◆ **TEXTO FORNECIDO**:
───

Em pomposa entrevista, o
presidente ilegítimo Michel Temer anunciou a intenção de estabelecer um teto de
gasto público, o qual seria apenas reajustado de um ano para o outro no limite
da variação inflacionária. Obviamente que a grande mídia, os comentaristas
pro-mercado de plantão e o grande capital, especialmente o financeiro, todos
comemoraram a proposta.
Não há ainda tramitando no
legislativo a medida concreta, mas certamente precisará ser uma Emenda
Constitucional. Tentarei neste post traduzir para a educação o que representará
a sua aprovação.
O gasto público, como todos
sabem, é a soma dos gastos com pessoal, custeio e investimento que cada governo
(federal, estadual e municipal) realiza no ano civil brasileiro. Este gasto é
feito tendo por base a arrecadação de impostos, contribuições, taxas e
empréstimos.
No caso da educação, o gasto
público possui uma reserva de recursos, uma vinculação constitucional. Esta
vinculação que alcança apenas os impostos (arrecadados ou transferidos) é de,
no mínimo, 18% para a União e 25% para estados, DF e municípios, salvo se constituição
local estabelecer percentual maior. Afora este recurso vinculado, a educação
conta também com o salário-educação (contribuição social) e parte dos royalties
do petróleo.
Bem, explicando melhor a proposta
do ilegítimo Temer, o governo pretende que o gasto com o setor público
(incluindo educação, saúde, segurança e demais serviços) seja igual ao
realizado no ano anterior acrescido do mesmo percentual registrado pela
inflação. Assim, em 2016 o gasto público seria o efetivado em 2015 mais 10,67%
de correção.
As despesas públicas básicas são
com pagamento de salários dos efetivos e contratados, compra de serviços
(terceirizados, compras de material, pagamento de luz, água, viagens, etc.) e
construção de prédios e equipamentos. Estes serviços são afetados pela inflação
todos os anos, assim há sempre pressão para recompor os salários dos servidores
públicos, pelo menos no patamar de corrosão inflacionária, os valores dos
contratos de terceirizados também são impactados pela correção dos salários dos
trabalhadores contratados pelas empresas, as compras de bens também são
corrigidas todos os anos.

───

◆ **DADOS ARMAZENADOS**:
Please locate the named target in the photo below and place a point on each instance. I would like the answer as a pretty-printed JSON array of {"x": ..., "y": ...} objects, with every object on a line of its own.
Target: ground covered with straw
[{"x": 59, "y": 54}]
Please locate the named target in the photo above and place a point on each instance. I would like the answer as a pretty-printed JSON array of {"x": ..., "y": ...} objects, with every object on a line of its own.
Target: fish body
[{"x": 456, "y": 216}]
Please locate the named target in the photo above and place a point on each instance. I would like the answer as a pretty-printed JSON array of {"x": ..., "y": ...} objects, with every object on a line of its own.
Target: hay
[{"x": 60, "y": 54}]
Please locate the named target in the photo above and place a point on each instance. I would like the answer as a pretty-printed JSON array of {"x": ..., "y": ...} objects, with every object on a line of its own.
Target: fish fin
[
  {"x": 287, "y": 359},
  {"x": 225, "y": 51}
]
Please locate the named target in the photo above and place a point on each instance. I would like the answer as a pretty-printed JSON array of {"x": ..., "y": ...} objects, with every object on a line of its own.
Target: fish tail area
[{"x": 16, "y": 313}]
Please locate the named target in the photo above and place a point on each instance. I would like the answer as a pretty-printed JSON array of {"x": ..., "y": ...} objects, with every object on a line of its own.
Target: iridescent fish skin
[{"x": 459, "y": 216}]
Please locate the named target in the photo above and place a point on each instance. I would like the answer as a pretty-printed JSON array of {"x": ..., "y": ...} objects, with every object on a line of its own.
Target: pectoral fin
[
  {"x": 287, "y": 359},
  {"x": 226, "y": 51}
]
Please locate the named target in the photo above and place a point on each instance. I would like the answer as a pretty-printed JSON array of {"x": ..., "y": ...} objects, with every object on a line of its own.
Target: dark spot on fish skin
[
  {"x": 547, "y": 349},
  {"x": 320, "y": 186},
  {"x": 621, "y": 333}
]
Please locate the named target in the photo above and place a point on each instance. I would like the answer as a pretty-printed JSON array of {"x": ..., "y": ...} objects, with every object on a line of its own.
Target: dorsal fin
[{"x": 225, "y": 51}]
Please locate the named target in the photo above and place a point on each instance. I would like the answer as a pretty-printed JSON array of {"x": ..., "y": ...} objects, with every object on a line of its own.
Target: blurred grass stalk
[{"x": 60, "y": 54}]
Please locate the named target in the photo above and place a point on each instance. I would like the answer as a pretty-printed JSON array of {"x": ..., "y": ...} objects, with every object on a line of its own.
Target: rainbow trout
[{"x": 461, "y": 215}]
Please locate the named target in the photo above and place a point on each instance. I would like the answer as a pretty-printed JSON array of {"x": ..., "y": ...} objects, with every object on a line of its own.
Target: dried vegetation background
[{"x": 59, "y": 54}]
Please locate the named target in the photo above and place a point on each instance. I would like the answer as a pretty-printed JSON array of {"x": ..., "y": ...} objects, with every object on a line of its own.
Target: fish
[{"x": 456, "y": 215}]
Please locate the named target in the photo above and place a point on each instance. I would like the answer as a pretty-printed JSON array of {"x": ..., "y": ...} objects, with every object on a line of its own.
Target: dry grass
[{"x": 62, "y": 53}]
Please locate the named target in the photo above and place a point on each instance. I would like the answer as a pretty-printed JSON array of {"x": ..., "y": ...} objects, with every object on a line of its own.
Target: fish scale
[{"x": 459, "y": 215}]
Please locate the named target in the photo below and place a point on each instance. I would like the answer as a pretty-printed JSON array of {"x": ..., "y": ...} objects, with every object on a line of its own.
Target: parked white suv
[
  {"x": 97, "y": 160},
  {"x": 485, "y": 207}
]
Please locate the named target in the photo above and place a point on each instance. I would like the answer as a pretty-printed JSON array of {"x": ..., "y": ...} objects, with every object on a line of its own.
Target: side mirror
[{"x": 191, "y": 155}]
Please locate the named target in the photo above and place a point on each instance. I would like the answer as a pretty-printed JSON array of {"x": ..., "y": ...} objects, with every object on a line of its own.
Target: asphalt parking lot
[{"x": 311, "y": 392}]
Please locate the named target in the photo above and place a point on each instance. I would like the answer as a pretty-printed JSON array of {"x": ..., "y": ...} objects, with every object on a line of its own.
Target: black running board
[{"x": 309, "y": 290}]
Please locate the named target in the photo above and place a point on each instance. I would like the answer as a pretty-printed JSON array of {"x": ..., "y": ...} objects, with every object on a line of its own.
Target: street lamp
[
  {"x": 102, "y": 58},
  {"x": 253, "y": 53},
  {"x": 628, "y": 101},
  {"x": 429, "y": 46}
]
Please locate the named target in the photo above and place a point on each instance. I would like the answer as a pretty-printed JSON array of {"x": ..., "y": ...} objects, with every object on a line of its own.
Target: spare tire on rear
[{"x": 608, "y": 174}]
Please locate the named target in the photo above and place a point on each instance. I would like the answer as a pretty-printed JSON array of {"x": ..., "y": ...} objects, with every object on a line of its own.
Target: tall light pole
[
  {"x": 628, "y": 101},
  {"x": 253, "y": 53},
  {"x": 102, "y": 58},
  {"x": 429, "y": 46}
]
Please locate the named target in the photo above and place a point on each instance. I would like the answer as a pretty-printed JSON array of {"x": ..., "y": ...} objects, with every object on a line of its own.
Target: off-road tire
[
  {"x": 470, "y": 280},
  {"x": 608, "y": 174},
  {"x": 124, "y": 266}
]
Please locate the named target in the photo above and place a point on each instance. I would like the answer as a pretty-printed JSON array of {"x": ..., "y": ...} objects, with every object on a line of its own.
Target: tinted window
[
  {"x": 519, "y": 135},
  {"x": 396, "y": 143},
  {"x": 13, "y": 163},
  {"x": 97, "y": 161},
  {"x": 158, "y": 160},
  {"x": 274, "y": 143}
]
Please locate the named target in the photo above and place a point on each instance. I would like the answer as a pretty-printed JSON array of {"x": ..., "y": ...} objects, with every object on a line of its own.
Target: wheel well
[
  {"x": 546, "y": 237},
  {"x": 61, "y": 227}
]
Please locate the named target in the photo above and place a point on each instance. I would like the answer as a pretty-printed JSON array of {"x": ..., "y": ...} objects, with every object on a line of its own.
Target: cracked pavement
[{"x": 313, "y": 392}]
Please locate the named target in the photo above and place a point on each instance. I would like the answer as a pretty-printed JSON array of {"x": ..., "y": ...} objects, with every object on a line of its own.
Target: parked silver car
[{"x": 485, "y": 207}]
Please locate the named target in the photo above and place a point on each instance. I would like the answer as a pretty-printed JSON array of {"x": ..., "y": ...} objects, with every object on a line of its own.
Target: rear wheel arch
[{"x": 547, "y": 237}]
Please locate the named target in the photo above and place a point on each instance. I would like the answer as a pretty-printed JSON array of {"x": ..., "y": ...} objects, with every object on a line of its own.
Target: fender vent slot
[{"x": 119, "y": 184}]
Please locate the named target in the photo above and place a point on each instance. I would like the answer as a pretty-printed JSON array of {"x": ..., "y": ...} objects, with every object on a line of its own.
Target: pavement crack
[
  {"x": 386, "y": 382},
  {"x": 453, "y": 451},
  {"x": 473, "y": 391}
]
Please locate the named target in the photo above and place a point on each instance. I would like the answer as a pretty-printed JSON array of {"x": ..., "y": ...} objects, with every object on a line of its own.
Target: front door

───

◆ **DESAFIO 1**: No texto sobre o teto de gastos públicos, qual é o percentual mínimo dos impostos que a União deve vincular à educação?
◆ **DESAFIO 2**: Prossiga com o texto sobre o teto de gastos públicos, começando logo após a última frase apresentada.

◆ **RESPOSTA ESCRITA 1**: No mínimo, 18%.

◆ **RESPOSTA ESCRITA 2**:
Além da proposta impedir o
crescimento da oferta de serviços, posto que a correção garante apenas manter o
mesmo nível de serviços atualmente prestados, impedindo, por exemplo, de
construir, equipar e colocar para funcionar uma nova escola ou curso superior,
também afeta diretamente a vinculação constitucional.
Neste caso faz-se necessário
desenhar (como se costuma falar):
1. A
vinculação de impostos obriga que de tudo que foi arrecadado se reserve e se
aplique 25% em educação. Ou seja, se em 2015 o arrecadado com impostos foi
100.000,00 reais, o governo do Pará (por exemplo) não pode gastar menos que
25.000,00 com educação.
2. Se
em 2016 a arrecadação chegar em 150.000,00, a vinculação obriga que, no mínimo,
37.500,00 sejam aplicados em educação.
3. O
principal imposto financiador da educação nacional é o ICMS. Este imposto que é
arrecadado pelos governos estaduais (que ficam com 75% do montante) e
parcialmente distribuídos para os municípios (25% do montante) é quase dois
terços dos recursos da educação básica nacional.
4. Analisando
o comportamento da arrecadação deste tributo (dados do Confaz) nos últimos 10
anos (2004 a 2014) podemos verificar que a regra foi um crescimento acima da
inflação, especialmente em momentos fora da crise. E mesmo nos períodos de
crise é significativa a receita. Decidi comparar o comportamento da inflação
(que será a forma de corrigir o gasto público pela proposta do governo) com o
que realmente aconteceu nos dez anos citados.
O gráfico 01 mostra que apenas em
dois anos desta década a variação de crescimento da receita de ICMS foi menor
que a inflação do ano. Ou seja, ao estabelecer um teto baseado na inflação do
ano anterior o governo estará retirando dinheiro das áreas sociais e
direcionando para a verdadeira prioridade do país (pagar os encargos, juros e
amortização da dívida pública).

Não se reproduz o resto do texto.